┌─ Data supplied
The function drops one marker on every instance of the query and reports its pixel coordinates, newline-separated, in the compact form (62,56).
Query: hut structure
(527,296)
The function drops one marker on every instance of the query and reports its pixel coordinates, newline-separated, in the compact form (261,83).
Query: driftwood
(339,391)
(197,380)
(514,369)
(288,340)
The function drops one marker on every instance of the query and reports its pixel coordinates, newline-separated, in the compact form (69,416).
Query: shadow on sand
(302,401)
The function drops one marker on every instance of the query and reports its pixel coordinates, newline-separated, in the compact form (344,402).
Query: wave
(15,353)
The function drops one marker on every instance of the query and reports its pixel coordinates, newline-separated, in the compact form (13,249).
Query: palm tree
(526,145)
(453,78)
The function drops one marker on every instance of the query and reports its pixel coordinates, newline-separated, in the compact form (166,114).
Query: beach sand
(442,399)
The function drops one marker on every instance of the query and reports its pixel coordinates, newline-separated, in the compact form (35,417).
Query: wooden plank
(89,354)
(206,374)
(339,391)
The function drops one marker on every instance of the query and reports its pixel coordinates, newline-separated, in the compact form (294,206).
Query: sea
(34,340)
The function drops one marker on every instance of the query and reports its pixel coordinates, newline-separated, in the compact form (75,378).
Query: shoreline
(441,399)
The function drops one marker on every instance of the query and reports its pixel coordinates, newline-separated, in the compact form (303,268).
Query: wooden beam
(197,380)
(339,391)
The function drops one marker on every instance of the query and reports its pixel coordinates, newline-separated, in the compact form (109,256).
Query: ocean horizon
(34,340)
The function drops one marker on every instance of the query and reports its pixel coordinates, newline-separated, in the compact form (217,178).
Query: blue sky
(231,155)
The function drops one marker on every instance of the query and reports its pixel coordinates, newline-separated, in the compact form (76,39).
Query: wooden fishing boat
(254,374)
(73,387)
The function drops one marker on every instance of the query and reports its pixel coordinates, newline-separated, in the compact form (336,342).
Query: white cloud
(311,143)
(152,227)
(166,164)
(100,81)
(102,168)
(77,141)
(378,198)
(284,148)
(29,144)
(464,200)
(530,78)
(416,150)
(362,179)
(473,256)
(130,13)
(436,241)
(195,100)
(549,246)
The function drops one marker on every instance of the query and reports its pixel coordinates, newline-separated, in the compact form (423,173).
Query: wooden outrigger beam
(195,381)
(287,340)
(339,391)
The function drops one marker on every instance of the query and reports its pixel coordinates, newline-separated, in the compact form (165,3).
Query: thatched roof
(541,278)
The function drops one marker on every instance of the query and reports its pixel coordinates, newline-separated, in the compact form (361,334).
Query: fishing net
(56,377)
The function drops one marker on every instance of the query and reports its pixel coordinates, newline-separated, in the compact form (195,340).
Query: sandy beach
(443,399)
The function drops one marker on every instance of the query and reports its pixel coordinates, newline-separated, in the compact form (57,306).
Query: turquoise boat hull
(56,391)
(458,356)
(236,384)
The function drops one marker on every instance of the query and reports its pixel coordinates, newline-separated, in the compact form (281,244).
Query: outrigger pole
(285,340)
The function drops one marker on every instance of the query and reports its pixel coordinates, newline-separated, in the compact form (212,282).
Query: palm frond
└─
All of the entries above should be written out again exactly.

Solution to this problem:
The function drops one marker on every instance of the query and reports its pixel coordinates, newline-separated, in the compact form (62,56).
Query: hut structure
(527,296)
The function drops one marker on every instance of the query and reports its pixel coordinates, newline-separated, in the compact form (261,83).
Query: driftwood
(339,391)
(197,380)
(514,369)
(288,340)
The function drops one marker on every instance of the query and reports its pixel coordinates, newline-separated, in the compact form (69,416).
Query: shadow on sand
(302,401)
The function drops one marker on every instance of the query and reports its pixel coordinates, newline-separated, in the compact form (344,402).
Query: wave
(15,353)
The function drops one marker on every instance of the query and reports its pixel coordinates, newline-separated, in the compact form (13,249).
Query: palm tree
(526,145)
(453,78)
The function drops one marker on every instance of the query and reports its pixel coordinates, newline-separated, in the compact form (166,114).
Query: beach sand
(442,399)
The function drops one marker on every instance of the query and reports its pixel coordinates, newline-separated, in the compact form (35,417).
Query: wooden plank
(89,354)
(206,374)
(339,391)
The function drops one marker on every instance of the query and reports its pixel coordinates, newline-separated, in the compact form (294,206).
Query: sea
(34,340)
The function drops one marker on every instance of the query and reports its pixel coordinates, newline-separated, in the compact form (75,378).
Query: shoreline
(441,399)
The function drops one marker on every instance of the query and reports its pixel coordinates, newline-separated, in the compact form (303,268).
Query: wooden beam
(197,380)
(339,391)
The function drops one marker on every instance of the query and reports its pixel coordinates, newline-separated, in the compact form (109,256).
Query: ocean horizon
(34,340)
The function drops one marker on every instance of the query and reports its pixel coordinates, newline-separated, in the compact form (217,178).
Query: blue sky
(231,155)
The function drops one marker on every instance of the query and reports its pixel coordinates, newline-separated, in the compact form (76,39).
Query: wooden fishing boat
(254,374)
(73,387)
The function drops one marker on every instance of the query and reports its pixel coordinates, newline-separated, in the compact form (336,342).
Query: white cloud
(311,143)
(152,227)
(166,164)
(100,81)
(102,168)
(77,141)
(378,198)
(284,148)
(29,144)
(464,200)
(530,78)
(416,150)
(362,179)
(473,256)
(130,13)
(436,241)
(195,100)
(549,246)
The function drops one marker on every instance of the query and reports its pixel coordinates, newline-separated, in the compact form (423,173).
Query: wooden outrigger beam
(195,381)
(287,340)
(339,391)
The function drops one marker on every instance of the query and reports its pixel coordinates, newline-separated, in the compact form (165,3).
Query: thatched roof
(541,278)
The function drops one marker on every instance of the query and reports its pixel coordinates, newline-separated, in the compact form (361,334).
Query: fishing net
(56,377)
The function drops one marker on every instance of the query and reports its pixel coordinates, newline-separated, in the compact form (195,340).
Query: sandy beach
(443,399)
The function drops one marker on every instance of the query and reports its pixel coordinates, newline-separated, in the compact form (57,306).
Query: turquoise boat hull
(56,391)
(458,356)
(236,384)
The function drops one marker on every instance of the query and reports its pixel coordinates, newline-separated, in the compact form (281,244).
Query: outrigger pole
(285,340)
The function drops one marker on every instance of the query and reports its pixel coordinates, newline-separated, in the compact form (212,282).
Query: palm frond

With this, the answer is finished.